==== DATA PROVIDED
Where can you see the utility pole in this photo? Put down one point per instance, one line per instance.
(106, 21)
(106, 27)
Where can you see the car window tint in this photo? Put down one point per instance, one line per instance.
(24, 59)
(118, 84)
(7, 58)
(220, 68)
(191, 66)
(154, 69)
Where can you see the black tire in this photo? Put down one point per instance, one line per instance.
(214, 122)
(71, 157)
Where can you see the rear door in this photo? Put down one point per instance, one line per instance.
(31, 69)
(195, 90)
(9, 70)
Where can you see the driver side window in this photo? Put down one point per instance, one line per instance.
========
Rewrite every line of the data above as a numbered list, leaving out any blank lines.

1. Where can you see the utility pole in this photo? Put down one point per instance, one line per instance.
2. (106, 21)
3. (106, 27)
4. Where can you see the car window tint in this photo? Put down one point per instance, one line per instance.
5. (24, 59)
6. (118, 84)
7. (7, 58)
8. (220, 68)
9. (191, 66)
10. (154, 69)
11. Where can you see the black tire in this photo? Put down one point per instance, one line per instance.
12. (214, 122)
13. (71, 157)
14. Where can you see the rear door in this photo? Put down one point per instance, one line per instance.
15. (31, 69)
16. (195, 90)
17. (9, 70)
18. Where can you see the driver side window in this photo? Put down one point per instance, one line per instance.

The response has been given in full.